-- THE TASK --
Return each line in the records that contains the string "shrub", matching its case.

-- STORED ROWS --
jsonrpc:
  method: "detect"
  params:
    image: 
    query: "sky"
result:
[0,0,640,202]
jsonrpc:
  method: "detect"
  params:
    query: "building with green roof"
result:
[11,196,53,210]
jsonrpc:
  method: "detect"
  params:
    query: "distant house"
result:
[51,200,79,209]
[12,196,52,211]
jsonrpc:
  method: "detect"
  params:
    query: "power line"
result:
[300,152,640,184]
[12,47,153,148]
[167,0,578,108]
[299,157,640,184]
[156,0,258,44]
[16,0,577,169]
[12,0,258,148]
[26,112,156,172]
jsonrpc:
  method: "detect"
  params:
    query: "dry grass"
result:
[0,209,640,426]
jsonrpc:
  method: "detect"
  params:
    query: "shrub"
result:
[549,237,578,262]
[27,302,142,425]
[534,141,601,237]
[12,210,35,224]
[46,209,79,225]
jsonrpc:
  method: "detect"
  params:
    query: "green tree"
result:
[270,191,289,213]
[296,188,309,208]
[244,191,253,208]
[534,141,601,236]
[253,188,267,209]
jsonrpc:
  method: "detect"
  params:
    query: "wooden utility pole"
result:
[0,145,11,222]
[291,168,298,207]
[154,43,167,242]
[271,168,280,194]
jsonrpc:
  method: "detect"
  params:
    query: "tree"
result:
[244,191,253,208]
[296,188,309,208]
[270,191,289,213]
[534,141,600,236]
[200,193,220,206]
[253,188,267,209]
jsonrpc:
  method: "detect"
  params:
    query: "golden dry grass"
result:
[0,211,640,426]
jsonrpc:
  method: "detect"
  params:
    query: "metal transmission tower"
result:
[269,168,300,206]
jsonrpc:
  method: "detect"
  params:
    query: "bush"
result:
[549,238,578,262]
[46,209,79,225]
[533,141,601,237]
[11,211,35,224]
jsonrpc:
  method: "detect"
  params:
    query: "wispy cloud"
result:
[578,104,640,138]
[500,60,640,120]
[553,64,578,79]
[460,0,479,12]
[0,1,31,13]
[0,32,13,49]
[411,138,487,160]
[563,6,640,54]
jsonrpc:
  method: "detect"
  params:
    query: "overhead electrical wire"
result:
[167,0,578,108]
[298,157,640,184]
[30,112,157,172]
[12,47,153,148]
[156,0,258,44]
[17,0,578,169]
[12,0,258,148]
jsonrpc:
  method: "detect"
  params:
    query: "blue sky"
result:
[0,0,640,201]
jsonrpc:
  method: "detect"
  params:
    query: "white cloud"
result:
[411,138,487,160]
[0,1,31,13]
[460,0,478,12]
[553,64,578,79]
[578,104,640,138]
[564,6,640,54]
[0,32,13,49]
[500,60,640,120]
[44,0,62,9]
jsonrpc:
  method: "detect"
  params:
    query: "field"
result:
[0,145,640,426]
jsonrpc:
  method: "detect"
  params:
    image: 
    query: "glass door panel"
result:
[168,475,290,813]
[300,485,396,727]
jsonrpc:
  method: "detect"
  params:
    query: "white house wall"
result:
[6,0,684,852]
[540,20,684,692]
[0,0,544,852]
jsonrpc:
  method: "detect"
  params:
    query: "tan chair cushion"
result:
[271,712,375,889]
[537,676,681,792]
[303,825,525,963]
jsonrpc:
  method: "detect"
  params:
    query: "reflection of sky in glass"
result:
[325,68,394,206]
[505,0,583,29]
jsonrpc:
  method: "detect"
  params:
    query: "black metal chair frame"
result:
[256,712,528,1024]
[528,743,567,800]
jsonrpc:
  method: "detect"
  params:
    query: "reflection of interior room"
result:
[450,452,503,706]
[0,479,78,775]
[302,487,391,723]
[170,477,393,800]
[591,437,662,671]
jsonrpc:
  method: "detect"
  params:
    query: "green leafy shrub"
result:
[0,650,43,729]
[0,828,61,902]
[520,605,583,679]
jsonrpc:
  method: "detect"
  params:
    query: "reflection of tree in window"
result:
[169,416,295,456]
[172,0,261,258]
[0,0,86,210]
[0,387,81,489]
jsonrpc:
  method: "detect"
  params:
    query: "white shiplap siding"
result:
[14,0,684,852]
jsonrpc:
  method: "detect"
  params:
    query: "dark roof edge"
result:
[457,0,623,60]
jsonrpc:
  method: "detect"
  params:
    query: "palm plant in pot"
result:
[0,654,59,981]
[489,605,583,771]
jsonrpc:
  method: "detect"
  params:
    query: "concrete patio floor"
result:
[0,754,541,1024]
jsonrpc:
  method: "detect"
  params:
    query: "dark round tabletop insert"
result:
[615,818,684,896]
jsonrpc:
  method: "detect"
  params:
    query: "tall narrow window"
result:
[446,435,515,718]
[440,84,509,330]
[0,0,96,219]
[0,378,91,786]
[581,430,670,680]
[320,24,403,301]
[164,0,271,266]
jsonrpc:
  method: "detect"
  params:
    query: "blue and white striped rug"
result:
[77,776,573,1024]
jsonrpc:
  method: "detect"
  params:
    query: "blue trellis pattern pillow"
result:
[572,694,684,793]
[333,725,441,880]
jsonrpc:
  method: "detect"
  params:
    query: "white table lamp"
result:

-- WRITTEN ANSWER --
    query: "shrub"
    query: "green leafy shrub"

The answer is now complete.